Outline labeling records

>>

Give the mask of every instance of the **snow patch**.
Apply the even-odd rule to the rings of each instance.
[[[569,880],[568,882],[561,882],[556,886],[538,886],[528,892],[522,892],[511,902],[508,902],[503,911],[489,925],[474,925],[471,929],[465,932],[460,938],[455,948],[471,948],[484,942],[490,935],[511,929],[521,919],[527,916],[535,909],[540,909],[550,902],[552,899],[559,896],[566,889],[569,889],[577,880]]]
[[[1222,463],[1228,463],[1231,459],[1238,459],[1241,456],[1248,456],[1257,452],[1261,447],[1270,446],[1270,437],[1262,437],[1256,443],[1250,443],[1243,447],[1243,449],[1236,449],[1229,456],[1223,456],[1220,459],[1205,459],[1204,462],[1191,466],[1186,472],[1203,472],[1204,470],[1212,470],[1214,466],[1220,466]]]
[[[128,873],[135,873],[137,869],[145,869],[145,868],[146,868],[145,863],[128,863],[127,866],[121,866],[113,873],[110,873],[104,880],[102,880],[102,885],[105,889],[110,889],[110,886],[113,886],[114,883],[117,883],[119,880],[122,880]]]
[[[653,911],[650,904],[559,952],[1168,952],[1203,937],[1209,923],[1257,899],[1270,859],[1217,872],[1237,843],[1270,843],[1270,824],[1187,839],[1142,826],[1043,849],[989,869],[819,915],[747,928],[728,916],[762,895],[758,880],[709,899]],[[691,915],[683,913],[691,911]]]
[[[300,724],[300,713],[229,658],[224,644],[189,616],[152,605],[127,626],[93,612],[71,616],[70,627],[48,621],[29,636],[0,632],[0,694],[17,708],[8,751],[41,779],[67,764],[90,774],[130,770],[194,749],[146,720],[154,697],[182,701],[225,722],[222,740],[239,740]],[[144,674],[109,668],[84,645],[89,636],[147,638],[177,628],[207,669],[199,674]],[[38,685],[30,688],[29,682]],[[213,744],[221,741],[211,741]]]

<<

• What is asked
Set out every line of the items above as a numbered list, leaving out blank lines.

• Finished task
1. Give the mask of every instance of the **snow patch**.
2. Apply the even-odd rule to the rings of each instance.
3. [[[569,880],[568,882],[561,882],[556,886],[538,886],[528,892],[522,892],[511,902],[508,902],[503,911],[489,925],[474,925],[471,929],[465,932],[460,938],[455,948],[471,948],[484,942],[490,935],[511,929],[521,919],[527,916],[535,909],[540,909],[550,902],[552,899],[559,896],[566,889],[569,889],[577,880]]]
4. [[[1222,463],[1228,463],[1231,459],[1238,459],[1241,456],[1248,456],[1257,452],[1261,447],[1270,446],[1270,437],[1262,437],[1256,443],[1250,443],[1243,447],[1243,449],[1236,449],[1229,456],[1223,456],[1220,459],[1205,459],[1204,462],[1191,466],[1186,472],[1203,472],[1204,470],[1212,470],[1214,466],[1220,466]]]
5. [[[128,873],[135,873],[137,869],[145,869],[145,868],[146,868],[145,863],[128,863],[127,866],[121,866],[113,873],[110,873],[104,880],[102,880],[102,885],[105,889],[110,889],[110,886],[113,886],[114,883],[117,883],[119,880],[122,880]]]
6. [[[653,911],[650,904],[559,952],[1168,952],[1203,937],[1209,923],[1257,899],[1270,859],[1217,872],[1237,843],[1270,843],[1270,824],[1187,839],[1142,826],[1043,849],[989,869],[819,915],[747,928],[728,916],[762,895],[758,880],[709,899]],[[691,915],[683,913],[691,911]]]
7. [[[300,724],[300,713],[229,658],[224,644],[189,616],[152,605],[127,626],[93,612],[71,616],[70,627],[48,621],[29,636],[0,632],[0,694],[17,708],[8,751],[41,779],[67,764],[90,774],[130,770],[194,749],[146,720],[154,697],[182,701],[225,722],[222,740],[239,740]],[[144,674],[109,668],[84,645],[89,636],[147,638],[177,628],[207,669],[199,674]],[[38,685],[30,688],[29,682]],[[213,744],[221,741],[211,741]]]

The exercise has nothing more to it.